Simpatía por el diablo: por qué nos gustan los malos



Érase una vez un político deshonesto y bribón cuyas malas artes provocaban el odio de la ciudadanía. Lo mismo les ocurría a un tipejo que acosaba y amenazaba a su ex mujer y a un joven inadaptado enganchado a la droga que había causado alguna trifulca en su barrio. En definitiva, las personas de conductas reprobables suelen caer mal y despertar el deseo de que la justicia (o algún vecino) las quite de en medio lo antes posible.

Pero esto es así únicamente en el ámbito de nuestra realidad. En la ficción las cosas pueden ser muy distintas.

Me viene a la cabeza el caso de un traficante de cocaína violento, machista y asesino a quien, sin embargo, nos hubiera gustado que las cosas le salieran mejor. Su nombre era Tony Montana, un delincuente cubano que llegó a Estados Unidos y emprendió una meteórica carrera en el narcotráfico y en la vida. Tenía socios, clientes, amigos, una mansión, coches, cenas de lujo y una mujer estupenda. Tocó techo, y, como suele pasar, inició su caída. Perdió los socios, los clientes, los amigos y la mujer estupenda. Y la vida.

# [Solicitud a]
Enumere, sin modificarlas, todas las líneas del listado siguiente en las que aparece la palabra "beige".

# [Datos de entrada]
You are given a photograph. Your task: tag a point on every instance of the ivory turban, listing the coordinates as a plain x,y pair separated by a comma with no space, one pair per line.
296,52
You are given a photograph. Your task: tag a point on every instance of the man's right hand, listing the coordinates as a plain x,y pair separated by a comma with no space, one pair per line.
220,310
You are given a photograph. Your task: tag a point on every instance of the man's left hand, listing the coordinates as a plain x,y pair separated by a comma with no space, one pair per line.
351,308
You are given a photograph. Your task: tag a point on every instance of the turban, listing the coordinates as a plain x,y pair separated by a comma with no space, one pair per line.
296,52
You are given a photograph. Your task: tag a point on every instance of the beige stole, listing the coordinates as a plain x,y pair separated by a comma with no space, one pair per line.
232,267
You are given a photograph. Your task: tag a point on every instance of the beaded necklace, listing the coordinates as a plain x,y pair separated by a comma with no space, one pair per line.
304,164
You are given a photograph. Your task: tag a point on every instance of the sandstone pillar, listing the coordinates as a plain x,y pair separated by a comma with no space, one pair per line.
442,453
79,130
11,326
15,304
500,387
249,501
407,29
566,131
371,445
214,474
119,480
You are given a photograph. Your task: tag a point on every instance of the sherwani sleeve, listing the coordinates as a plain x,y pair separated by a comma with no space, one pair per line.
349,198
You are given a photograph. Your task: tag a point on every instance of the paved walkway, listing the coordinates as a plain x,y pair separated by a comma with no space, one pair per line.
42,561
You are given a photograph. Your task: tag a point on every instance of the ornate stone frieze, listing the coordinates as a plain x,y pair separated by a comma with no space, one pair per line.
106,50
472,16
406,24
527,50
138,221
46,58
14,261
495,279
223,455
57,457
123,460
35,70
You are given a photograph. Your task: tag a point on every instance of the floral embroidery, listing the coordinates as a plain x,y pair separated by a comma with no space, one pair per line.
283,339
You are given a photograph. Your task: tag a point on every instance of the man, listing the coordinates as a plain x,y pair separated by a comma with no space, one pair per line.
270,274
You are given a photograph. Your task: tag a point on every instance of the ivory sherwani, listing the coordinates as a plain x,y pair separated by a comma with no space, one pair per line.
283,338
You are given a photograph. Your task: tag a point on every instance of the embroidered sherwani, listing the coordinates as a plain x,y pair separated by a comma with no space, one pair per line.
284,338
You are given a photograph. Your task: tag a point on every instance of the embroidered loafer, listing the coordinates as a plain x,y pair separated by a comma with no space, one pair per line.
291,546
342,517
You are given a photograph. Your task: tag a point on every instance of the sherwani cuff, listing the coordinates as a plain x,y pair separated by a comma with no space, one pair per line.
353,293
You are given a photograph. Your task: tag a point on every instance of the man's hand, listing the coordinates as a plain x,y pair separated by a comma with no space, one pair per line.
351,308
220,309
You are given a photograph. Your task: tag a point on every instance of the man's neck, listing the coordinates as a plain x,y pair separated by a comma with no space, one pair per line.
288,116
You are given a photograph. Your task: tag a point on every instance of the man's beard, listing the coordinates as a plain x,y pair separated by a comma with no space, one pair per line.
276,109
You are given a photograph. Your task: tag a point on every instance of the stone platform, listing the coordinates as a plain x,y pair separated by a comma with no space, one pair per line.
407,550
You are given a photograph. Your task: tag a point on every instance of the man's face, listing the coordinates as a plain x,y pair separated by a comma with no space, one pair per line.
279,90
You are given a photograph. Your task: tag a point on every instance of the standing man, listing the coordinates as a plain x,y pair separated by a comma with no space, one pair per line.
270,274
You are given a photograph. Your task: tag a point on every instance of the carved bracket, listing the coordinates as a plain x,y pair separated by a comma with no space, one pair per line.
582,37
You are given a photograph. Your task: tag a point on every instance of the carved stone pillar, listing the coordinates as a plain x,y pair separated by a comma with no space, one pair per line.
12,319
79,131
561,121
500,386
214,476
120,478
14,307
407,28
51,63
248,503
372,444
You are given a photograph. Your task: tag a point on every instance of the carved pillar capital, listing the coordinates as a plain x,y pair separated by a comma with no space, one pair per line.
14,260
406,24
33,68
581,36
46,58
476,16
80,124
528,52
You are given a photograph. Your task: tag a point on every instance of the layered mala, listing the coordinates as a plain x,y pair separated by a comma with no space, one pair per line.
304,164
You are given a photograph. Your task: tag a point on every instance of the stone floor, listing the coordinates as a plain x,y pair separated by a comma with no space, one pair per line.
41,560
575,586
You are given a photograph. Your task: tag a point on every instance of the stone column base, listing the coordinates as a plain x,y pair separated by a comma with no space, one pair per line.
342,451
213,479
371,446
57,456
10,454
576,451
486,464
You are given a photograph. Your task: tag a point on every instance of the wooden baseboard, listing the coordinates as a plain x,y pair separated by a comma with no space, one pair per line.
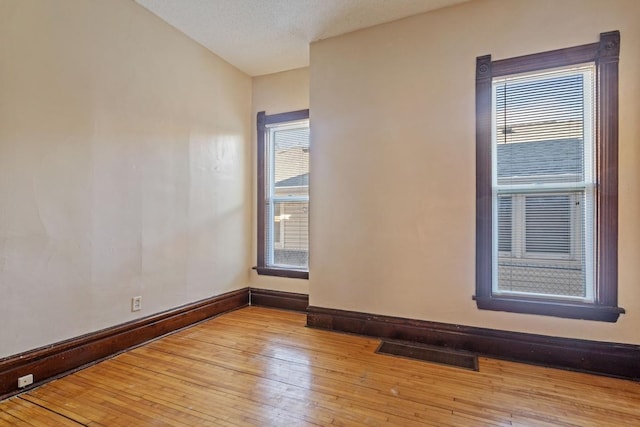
278,299
53,361
603,358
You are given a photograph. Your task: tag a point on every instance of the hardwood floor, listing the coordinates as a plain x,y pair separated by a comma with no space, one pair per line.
259,366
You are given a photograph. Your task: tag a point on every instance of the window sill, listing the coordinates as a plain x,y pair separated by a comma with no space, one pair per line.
566,310
281,272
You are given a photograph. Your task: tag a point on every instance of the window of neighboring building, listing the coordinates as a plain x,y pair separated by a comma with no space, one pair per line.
283,194
546,165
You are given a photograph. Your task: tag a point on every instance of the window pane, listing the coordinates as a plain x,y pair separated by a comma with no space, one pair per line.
539,128
548,224
504,223
542,139
287,220
292,248
291,161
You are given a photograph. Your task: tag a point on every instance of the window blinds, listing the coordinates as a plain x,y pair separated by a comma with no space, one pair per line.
543,183
288,196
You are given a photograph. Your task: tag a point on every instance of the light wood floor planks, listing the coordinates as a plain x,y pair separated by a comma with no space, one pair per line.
258,366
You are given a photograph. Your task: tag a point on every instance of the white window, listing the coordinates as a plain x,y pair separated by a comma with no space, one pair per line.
543,183
547,182
283,229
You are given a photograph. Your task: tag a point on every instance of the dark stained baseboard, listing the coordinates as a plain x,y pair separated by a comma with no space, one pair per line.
277,299
47,363
603,358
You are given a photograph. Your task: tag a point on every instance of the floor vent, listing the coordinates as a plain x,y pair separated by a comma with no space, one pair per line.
443,356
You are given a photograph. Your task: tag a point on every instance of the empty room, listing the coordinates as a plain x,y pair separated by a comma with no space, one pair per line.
319,212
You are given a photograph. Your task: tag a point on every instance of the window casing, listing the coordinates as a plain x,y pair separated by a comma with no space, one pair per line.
283,194
546,165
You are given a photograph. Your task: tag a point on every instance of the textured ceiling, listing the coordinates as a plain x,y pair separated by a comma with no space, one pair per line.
267,36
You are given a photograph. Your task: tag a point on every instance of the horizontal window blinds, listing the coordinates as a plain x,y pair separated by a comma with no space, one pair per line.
287,207
543,183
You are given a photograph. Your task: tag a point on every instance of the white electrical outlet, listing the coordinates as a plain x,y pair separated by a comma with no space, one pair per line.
25,381
136,303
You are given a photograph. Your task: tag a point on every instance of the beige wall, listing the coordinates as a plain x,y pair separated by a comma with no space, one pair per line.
393,159
276,93
124,169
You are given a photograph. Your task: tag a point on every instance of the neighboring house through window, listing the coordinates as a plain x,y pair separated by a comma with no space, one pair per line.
546,169
283,194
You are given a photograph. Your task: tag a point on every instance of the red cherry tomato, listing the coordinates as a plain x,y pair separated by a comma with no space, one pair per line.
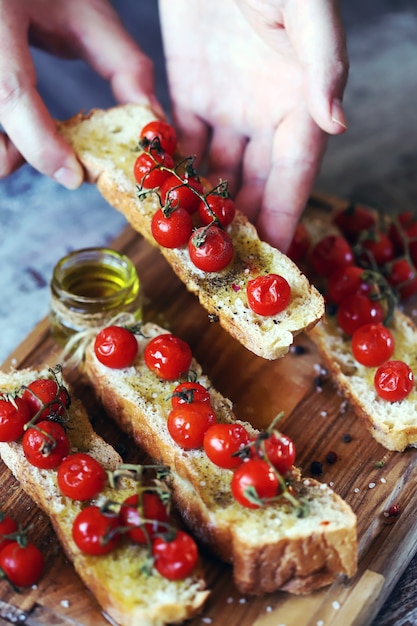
46,392
14,414
95,532
161,131
168,356
253,482
372,344
147,169
188,392
81,477
378,247
8,526
23,565
222,442
145,517
219,207
172,230
210,248
353,220
346,282
188,423
280,450
46,444
403,277
175,558
394,381
184,193
329,254
357,310
300,243
116,347
269,294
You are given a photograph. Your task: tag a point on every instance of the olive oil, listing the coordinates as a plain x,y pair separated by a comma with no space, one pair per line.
89,288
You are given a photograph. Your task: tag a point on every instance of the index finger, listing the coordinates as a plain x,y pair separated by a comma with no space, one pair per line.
23,114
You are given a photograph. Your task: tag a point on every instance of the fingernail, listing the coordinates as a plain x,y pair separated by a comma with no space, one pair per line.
338,114
70,176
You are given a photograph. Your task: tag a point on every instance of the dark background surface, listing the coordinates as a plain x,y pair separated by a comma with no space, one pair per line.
375,162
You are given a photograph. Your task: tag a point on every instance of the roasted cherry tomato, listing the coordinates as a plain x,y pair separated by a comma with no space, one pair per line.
300,243
145,515
181,192
394,381
147,169
188,392
173,228
80,476
46,392
269,294
254,482
357,310
211,248
116,347
353,220
403,277
280,450
45,444
345,282
217,207
95,532
188,423
14,414
8,526
378,248
168,356
222,442
22,564
160,131
372,344
175,558
329,254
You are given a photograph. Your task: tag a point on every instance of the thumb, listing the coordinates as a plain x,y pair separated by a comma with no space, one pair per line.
316,32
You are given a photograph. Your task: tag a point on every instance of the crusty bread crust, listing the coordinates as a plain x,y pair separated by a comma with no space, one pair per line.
127,596
392,424
106,144
270,548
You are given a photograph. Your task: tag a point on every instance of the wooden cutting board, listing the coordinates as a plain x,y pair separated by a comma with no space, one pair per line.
370,478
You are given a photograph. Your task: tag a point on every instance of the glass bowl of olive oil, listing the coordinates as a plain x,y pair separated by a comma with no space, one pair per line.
89,288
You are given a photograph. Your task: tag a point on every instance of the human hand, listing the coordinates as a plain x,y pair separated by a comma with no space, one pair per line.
256,87
86,29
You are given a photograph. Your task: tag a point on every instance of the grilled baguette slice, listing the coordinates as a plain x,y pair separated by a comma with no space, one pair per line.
393,425
127,596
271,547
106,144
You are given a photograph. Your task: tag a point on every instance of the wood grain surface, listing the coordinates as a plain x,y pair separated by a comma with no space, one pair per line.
370,478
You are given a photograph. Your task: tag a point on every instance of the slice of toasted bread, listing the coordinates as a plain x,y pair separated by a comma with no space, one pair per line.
106,143
126,594
272,547
392,424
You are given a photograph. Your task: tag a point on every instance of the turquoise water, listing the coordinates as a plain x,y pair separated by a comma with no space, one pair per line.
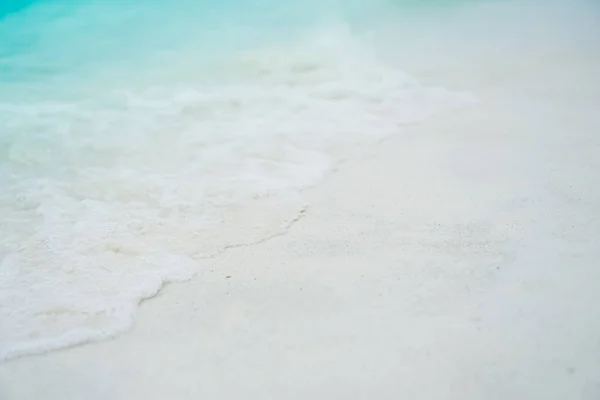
139,138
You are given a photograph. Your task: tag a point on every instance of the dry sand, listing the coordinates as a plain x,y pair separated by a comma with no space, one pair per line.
456,260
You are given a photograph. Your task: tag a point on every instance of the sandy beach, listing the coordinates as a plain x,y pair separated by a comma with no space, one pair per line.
458,259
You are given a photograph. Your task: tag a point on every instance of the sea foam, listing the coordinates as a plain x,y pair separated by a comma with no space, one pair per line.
136,141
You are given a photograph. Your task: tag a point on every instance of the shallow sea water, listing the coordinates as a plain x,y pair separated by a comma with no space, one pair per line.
139,138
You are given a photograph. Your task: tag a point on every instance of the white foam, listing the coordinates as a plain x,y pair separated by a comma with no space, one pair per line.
107,197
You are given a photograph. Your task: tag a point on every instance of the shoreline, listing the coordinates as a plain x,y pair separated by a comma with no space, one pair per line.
435,271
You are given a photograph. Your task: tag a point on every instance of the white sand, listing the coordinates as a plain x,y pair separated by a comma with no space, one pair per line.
457,260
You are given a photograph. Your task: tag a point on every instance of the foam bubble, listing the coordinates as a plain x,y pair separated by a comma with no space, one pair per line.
114,186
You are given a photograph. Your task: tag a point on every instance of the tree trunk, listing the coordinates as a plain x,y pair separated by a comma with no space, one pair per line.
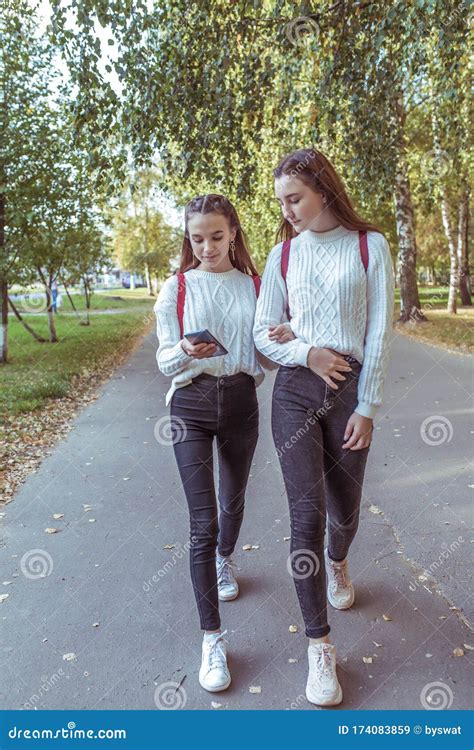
87,295
49,304
4,324
463,249
410,308
148,280
25,325
70,299
453,268
3,285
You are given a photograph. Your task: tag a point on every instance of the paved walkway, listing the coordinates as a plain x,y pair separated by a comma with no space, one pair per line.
112,620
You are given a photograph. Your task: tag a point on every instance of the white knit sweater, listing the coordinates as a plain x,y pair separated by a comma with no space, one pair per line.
222,302
333,303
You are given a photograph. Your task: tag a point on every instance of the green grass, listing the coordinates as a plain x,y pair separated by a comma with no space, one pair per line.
452,331
112,299
39,372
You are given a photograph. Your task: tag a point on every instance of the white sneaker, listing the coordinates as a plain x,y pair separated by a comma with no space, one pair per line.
227,586
340,588
214,674
323,687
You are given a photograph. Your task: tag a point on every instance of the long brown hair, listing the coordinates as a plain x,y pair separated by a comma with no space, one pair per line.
219,204
314,169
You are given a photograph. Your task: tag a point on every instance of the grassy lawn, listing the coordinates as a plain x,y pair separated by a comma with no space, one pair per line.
453,331
38,372
111,299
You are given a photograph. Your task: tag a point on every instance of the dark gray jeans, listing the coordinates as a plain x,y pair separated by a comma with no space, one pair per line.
224,408
308,423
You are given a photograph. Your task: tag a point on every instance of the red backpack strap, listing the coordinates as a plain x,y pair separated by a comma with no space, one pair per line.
180,300
285,259
364,249
257,281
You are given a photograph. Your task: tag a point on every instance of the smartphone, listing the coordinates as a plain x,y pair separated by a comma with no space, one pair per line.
206,337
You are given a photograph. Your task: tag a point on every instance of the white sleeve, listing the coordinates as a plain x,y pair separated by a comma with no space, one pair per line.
378,333
170,356
271,310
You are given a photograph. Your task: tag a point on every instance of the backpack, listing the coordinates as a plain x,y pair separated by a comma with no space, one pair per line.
182,297
285,257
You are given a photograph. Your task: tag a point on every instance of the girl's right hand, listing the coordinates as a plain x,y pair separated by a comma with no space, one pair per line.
198,351
328,364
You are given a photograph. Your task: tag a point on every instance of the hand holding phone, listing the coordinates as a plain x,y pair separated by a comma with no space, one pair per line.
202,344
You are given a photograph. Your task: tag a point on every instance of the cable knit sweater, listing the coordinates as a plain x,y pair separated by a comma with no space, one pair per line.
333,303
222,302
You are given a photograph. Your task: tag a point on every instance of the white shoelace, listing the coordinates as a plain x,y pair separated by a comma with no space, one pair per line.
339,573
217,657
225,573
325,663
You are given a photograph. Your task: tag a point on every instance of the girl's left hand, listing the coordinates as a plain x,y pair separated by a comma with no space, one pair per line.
281,333
358,432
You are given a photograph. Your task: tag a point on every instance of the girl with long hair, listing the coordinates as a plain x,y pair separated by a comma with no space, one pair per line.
331,276
211,397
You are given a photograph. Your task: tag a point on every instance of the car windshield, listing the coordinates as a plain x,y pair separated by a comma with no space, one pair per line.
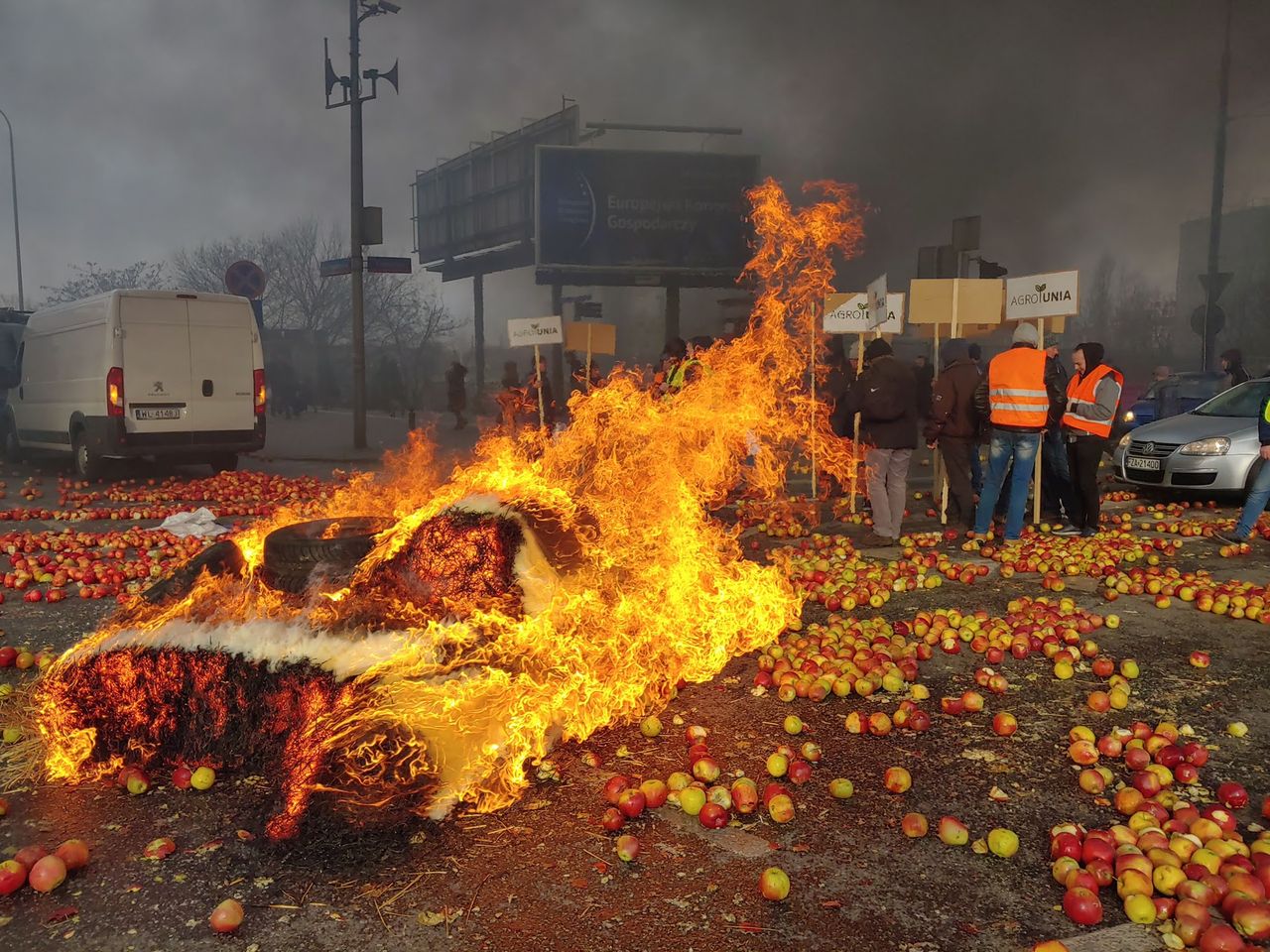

# [Solicitud b]
Escriba la continuación del texto sobre la simpatía que despiertan los malos de ficción, partiendo de su última oración.

# [Resultado a]
You are given a photograph. Your task: tag a point on every instance of the beige stole, listing the coordinates as a plain x,y pair separated by a comma with no space, one pair per line.
You are given a photograph. Your task: tag a point on every instance of the beige wall, listing the coordinates as a plain x,y pair separated by a comma with no space, one pair per line.

# [Resultado b]
Nos lo contó Brian De Palma en la excelente Scarface, titulada en España El precio del poder, con un guión de Oliver Stone que nos metía en la piel, el alma y las malogradas fosas nasales de este señor (extraordinariamente sobreinterpretado por Al Pacino) que, si bien no despertó nuestras simpatías (un cabrón es un cabrón aquí y en La Monc... digo en la Casa Bl... o sea, quiero decir, en Saturno), sí nos hizo comprenderlo y hasta compadecerlo.

Tony Montana a punto de reventar de puro vacío.

El motivo es sencillo. Mientras que el político ladrón, el ex marido acosador y el joven buscador de broncas suelen ser los antagonistas en la vida real, Tony Montana era el protagonista de la historia. Sus antagonistas eran todos aquellos que se oponían a sus deseos: policías (honrados o corruptos), jefes controladores, traficantes rivales, etc. Y dado que la identificación del lector/espectador se produce siempre con el protagonista, el vínculo está establecido. No hace falta que el personaje sea de nuestro sexo ni de nuestra edad, ni siquiera de nuestro agrado. Basta con que sepamos que la historia trata de ese personaje para que automáticamente nuestro interés se vuelque en lo que le pasa. Puede ser una oficinista, un cowboy, un pitufo, un cocinero o Wonder Woman. Pero lo más interesante: también puede ser un maltratador, un traficante, un dictador o un asesino. Es decir, es tan fácil meterse en la piel de un héroe como en la de un villano. Todo depende de los minutos que éste aparezca en pantalla.

Te molo. Y lo sabes.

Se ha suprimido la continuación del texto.